**Work to do:** Could you give every line of the following material as a numbered list, leaving out any blank lines?

**Source material:**
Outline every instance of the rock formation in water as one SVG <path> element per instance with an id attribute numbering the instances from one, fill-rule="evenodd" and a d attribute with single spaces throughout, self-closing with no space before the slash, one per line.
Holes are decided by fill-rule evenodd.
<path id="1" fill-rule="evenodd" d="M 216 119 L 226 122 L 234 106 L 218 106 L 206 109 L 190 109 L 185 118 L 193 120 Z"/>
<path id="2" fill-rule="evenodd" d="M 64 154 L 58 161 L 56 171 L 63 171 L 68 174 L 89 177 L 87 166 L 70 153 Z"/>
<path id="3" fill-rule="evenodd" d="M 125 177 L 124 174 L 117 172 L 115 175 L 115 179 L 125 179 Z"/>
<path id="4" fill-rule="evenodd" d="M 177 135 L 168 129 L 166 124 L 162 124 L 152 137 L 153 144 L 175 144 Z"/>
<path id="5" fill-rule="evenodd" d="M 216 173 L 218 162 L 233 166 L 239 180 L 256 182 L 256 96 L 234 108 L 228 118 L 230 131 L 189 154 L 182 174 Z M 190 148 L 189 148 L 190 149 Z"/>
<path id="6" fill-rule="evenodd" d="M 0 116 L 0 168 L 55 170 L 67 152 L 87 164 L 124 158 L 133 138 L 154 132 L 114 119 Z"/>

**Worked solution:**
1. Outline every instance of the rock formation in water as one SVG <path> element per instance with an id attribute numbering the instances from one, fill-rule="evenodd" and a d attribute with single spaces throughout, self-closing with no space before the slash, one per line.
2. Holes are decided by fill-rule evenodd.
3. <path id="1" fill-rule="evenodd" d="M 216 119 L 226 122 L 234 106 L 218 106 L 206 109 L 190 109 L 185 118 L 193 120 Z"/>
4. <path id="2" fill-rule="evenodd" d="M 64 154 L 58 161 L 56 171 L 63 171 L 68 174 L 89 177 L 87 166 L 70 153 Z"/>
5. <path id="3" fill-rule="evenodd" d="M 125 177 L 124 174 L 117 172 L 115 175 L 115 179 L 125 179 Z"/>
6. <path id="4" fill-rule="evenodd" d="M 177 135 L 168 129 L 166 124 L 162 124 L 152 137 L 153 144 L 175 144 Z"/>
7. <path id="5" fill-rule="evenodd" d="M 216 173 L 218 162 L 233 166 L 239 180 L 256 182 L 256 96 L 234 108 L 228 118 L 230 131 L 189 154 L 182 174 Z M 190 148 L 189 148 L 190 149 Z"/>
8. <path id="6" fill-rule="evenodd" d="M 0 116 L 0 168 L 55 170 L 67 152 L 87 164 L 124 158 L 133 138 L 154 132 L 114 119 Z"/>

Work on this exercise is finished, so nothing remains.